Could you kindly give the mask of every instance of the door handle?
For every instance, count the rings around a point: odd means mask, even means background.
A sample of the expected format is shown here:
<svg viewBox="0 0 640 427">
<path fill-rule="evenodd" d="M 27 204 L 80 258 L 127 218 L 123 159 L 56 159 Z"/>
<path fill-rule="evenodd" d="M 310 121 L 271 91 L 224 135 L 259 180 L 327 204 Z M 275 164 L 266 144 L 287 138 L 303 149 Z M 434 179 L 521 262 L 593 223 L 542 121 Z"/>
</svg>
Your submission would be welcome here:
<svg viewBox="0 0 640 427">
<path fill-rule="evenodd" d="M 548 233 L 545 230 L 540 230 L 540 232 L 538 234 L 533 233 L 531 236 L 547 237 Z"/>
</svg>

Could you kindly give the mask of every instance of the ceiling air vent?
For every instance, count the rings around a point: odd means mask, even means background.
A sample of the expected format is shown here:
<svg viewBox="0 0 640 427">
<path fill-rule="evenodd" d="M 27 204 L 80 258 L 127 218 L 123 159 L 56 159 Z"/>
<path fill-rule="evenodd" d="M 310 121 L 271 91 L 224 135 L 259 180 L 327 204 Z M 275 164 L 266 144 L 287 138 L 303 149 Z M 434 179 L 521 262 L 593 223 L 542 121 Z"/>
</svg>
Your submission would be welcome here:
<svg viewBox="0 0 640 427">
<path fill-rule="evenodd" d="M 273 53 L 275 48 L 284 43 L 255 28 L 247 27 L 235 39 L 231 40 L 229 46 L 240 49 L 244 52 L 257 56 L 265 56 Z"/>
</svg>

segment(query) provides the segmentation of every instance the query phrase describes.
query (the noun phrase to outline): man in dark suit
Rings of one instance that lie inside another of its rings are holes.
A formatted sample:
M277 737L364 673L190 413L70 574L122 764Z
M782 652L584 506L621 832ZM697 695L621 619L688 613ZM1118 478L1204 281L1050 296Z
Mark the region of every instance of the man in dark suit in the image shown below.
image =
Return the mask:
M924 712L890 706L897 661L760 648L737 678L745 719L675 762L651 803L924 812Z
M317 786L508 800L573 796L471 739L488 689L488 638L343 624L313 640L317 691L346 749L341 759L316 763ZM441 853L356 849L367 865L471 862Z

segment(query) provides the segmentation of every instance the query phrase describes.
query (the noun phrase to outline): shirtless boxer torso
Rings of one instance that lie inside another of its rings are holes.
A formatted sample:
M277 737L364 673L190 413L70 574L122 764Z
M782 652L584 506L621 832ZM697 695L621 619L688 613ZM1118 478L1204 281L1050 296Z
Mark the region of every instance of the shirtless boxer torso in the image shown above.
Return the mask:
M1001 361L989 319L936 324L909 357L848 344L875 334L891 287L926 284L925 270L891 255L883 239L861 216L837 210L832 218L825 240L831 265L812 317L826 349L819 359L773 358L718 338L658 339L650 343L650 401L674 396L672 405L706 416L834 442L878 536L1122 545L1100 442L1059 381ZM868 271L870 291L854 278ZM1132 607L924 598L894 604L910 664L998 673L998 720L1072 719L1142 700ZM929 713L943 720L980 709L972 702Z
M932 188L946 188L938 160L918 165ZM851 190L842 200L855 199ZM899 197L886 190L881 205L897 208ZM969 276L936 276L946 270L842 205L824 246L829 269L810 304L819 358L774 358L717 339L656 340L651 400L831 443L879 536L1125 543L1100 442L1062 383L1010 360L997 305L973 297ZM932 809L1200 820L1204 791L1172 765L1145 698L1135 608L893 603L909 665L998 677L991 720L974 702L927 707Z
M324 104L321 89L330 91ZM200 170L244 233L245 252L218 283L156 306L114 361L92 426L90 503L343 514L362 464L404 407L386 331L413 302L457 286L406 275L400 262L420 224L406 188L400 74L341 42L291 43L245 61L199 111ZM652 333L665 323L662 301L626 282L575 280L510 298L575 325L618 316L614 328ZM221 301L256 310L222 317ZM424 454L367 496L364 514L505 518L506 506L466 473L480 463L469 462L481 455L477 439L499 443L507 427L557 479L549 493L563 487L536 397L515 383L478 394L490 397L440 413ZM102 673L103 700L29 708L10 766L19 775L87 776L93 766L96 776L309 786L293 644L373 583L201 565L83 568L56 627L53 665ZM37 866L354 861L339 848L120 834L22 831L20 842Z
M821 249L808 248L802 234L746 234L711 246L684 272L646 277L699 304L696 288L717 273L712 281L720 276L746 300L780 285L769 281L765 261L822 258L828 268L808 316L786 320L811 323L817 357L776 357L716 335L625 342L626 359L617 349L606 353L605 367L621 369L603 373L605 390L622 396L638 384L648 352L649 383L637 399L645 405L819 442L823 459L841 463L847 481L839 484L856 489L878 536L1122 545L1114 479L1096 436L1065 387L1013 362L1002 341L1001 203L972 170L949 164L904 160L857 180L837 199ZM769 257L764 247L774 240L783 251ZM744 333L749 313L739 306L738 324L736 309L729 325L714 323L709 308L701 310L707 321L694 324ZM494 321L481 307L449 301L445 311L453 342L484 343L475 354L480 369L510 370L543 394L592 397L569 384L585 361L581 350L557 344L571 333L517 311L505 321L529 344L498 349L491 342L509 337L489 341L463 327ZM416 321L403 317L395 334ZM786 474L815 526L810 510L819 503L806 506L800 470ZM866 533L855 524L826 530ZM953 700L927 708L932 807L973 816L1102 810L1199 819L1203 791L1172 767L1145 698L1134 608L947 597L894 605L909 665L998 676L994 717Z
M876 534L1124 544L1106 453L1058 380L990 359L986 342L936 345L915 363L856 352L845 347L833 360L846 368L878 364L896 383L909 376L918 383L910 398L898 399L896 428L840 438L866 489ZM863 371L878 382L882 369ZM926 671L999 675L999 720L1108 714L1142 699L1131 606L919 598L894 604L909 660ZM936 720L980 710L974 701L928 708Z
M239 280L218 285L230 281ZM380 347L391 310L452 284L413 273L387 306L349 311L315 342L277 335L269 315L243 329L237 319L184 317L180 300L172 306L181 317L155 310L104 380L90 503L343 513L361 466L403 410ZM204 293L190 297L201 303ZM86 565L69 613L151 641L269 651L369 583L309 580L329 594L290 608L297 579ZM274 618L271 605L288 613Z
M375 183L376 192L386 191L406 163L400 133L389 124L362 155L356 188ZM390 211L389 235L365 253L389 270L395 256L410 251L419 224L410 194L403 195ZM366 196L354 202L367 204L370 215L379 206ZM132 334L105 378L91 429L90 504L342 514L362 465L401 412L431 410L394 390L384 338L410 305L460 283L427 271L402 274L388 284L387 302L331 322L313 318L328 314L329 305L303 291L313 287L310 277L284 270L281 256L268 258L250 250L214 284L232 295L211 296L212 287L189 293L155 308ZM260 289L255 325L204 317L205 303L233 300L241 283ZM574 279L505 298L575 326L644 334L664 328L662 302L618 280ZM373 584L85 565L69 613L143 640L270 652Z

-=-=-

EXERCISE OBJECTIVE: Recopy all of the records verbatim.

EXERCISE SOLUTION:
Could you kindly give the mask of every instance of the door handle?
For every instance, count the rings around a point: odd means mask, even means background.
A sample of the expected format is shown here:
<svg viewBox="0 0 640 427">
<path fill-rule="evenodd" d="M 27 204 L 80 258 L 127 218 L 123 159 L 56 159 Z"/>
<path fill-rule="evenodd" d="M 310 121 L 271 91 L 224 135 L 259 180 L 327 204 Z M 275 164 L 266 144 L 287 138 L 303 149 Z M 434 179 L 521 262 L 593 223 L 542 121 Z"/>
</svg>
Your submission would be welcome here:
<svg viewBox="0 0 640 427">
<path fill-rule="evenodd" d="M 548 233 L 545 230 L 540 230 L 540 232 L 538 234 L 533 233 L 531 236 L 547 237 Z"/>
</svg>

Could you kindly give the mask of every instance of the ceiling air vent?
For every instance, count the rings around a point: odd means mask, even means background.
A sample of the expected format is shown here:
<svg viewBox="0 0 640 427">
<path fill-rule="evenodd" d="M 27 204 L 80 258 L 127 218 L 123 159 L 56 159 Z"/>
<path fill-rule="evenodd" d="M 310 121 L 271 91 L 224 135 L 259 180 L 327 204 Z M 275 164 L 266 144 L 287 138 L 303 149 Z M 434 179 L 521 262 L 593 223 L 542 121 Z"/>
</svg>
Your submission would be welcome here:
<svg viewBox="0 0 640 427">
<path fill-rule="evenodd" d="M 273 53 L 275 48 L 284 43 L 255 28 L 247 27 L 235 39 L 231 40 L 229 46 L 240 49 L 244 52 L 257 56 L 265 56 Z"/>
</svg>

segment(query) provides the segmentation of every instance the query phrase describes.
query (the noun phrase to outline): man in dark suit
Rings of one instance that lie inside another of its rings are holes.
A formatted sample:
M277 737L364 673L190 413L70 574L122 764Z
M782 652L584 506L621 832ZM697 695L621 619L688 613ZM1118 478L1204 281L1050 296Z
Mark the region of every instance of the man in dark suit in the image shown below.
image =
Return the mask:
M924 712L890 706L897 661L760 648L737 678L745 719L675 762L651 803L924 812Z
M317 786L508 800L573 796L471 739L488 689L488 638L343 624L313 640L317 691L346 749L341 759L316 763ZM441 853L356 849L367 865L471 862Z

segment(query) provides the segmentation of every instance the query phrase describes.
query (the noun phrase to outline): shirtless boxer torso
Rings of one instance that lie inside another of its rings are holes.
A formatted sample:
M277 737L364 673L190 413L70 574L122 764Z
M782 652L584 506L621 832ZM697 695L621 619L688 613ZM1118 478L1204 281L1050 296Z
Mark the region of every instance of the shirtless boxer torso in the image shown above.
Return the mask:
M1001 361L989 319L936 324L909 357L848 344L875 334L891 287L926 284L925 270L891 255L883 239L861 216L837 210L832 218L825 240L831 265L812 317L826 349L819 359L773 358L718 338L658 339L650 343L650 401L674 396L672 405L706 416L834 442L878 536L1122 545L1100 442L1059 381ZM868 271L870 291L854 278ZM1132 607L924 598L894 604L910 664L998 673L998 720L1072 719L1142 700ZM929 713L943 720L980 709L972 702Z
M932 188L946 188L938 160L918 165ZM851 190L842 200L855 199ZM899 197L886 190L881 205L897 208ZM969 276L936 276L946 270L842 205L824 246L829 269L810 304L819 358L774 358L717 339L656 340L651 400L831 443L879 536L1125 543L1100 442L1062 383L1010 360L997 305L973 297ZM932 809L1200 820L1204 791L1172 765L1145 698L1135 608L893 603L909 665L998 677L991 720L974 702L927 707Z
M324 104L321 89L330 91ZM200 170L244 233L245 252L218 283L156 306L114 361L92 426L90 503L343 514L362 464L404 407L386 331L413 302L457 286L406 275L400 262L420 224L406 188L400 74L341 42L291 43L245 61L199 111ZM652 333L665 323L662 301L626 282L575 280L510 298L575 325L618 316L614 328ZM221 301L256 310L222 317ZM424 454L367 496L364 514L505 518L506 506L466 473L480 463L469 462L481 455L477 439L499 443L507 427L557 479L549 493L563 487L536 397L515 383L478 394L490 397L440 413ZM102 673L103 700L29 708L10 766L19 775L87 776L93 766L96 776L309 786L293 644L373 583L201 565L83 568L56 627L53 665ZM37 866L354 861L339 848L120 834L22 831L20 842Z
M821 249L808 248L802 234L746 234L711 246L684 272L646 277L699 304L696 288L717 273L712 281L720 276L746 300L780 285L769 281L765 261L822 258L828 268L808 316L786 320L811 323L817 357L776 357L716 335L625 342L626 359L617 349L606 353L605 367L621 369L603 373L605 390L622 396L638 384L648 352L649 383L637 399L645 405L819 442L823 459L841 463L847 481L839 484L856 489L878 536L1122 545L1114 479L1096 436L1065 387L1013 362L1002 341L1001 203L972 170L949 164L904 160L857 180L837 199ZM769 257L764 247L774 240L783 251ZM744 333L749 313L739 306L738 324L736 309L729 325L714 323L709 308L701 310L707 321L694 324ZM494 321L481 307L449 301L445 311L453 342L484 343L475 354L480 369L510 370L543 394L592 397L569 384L585 361L581 350L557 344L571 333L517 311L505 321L529 344L498 349L491 342L509 337L489 341L463 327ZM416 321L403 317L395 334ZM786 474L815 526L810 510L819 503L806 506L800 470ZM866 533L855 524L826 530ZM953 700L927 708L932 807L973 816L1102 810L1199 819L1203 791L1172 767L1145 698L1134 608L947 597L894 605L909 665L998 676L994 717Z
M876 534L1124 544L1106 453L1058 380L990 359L986 342L936 345L915 363L856 352L845 347L833 360L846 368L878 364L896 383L909 376L918 383L910 398L898 399L896 428L840 438L866 489ZM863 371L878 382L882 369ZM926 671L999 675L999 720L1108 714L1142 699L1131 606L919 598L894 604L909 660ZM936 720L980 710L974 701L928 708Z
M239 280L218 285L230 281ZM380 347L391 310L452 284L413 273L387 306L349 311L315 342L277 335L269 315L243 329L237 319L184 317L180 300L172 306L181 317L155 310L104 380L90 503L343 513L361 466L403 410ZM204 293L190 297L201 303ZM86 565L69 613L151 641L269 651L369 583L309 580L329 594L290 608L297 579ZM274 618L271 605L288 613Z
M375 183L376 192L386 191L406 163L400 133L389 124L362 155L356 188ZM390 211L389 235L365 253L389 270L395 256L410 251L419 224L410 194L403 195ZM366 196L354 202L367 204L370 215L379 206ZM132 334L105 378L91 429L90 504L342 514L362 465L401 412L431 410L394 390L384 338L410 305L460 283L427 271L402 274L388 284L387 302L331 322L313 318L328 314L329 305L303 291L313 287L310 277L284 270L281 256L268 258L250 250L214 284L232 295L211 296L212 287L189 293L155 308ZM260 289L255 325L204 317L205 303L233 300L241 283ZM574 279L505 298L575 326L644 334L664 328L662 302L618 280ZM373 584L85 565L69 613L143 640L270 652Z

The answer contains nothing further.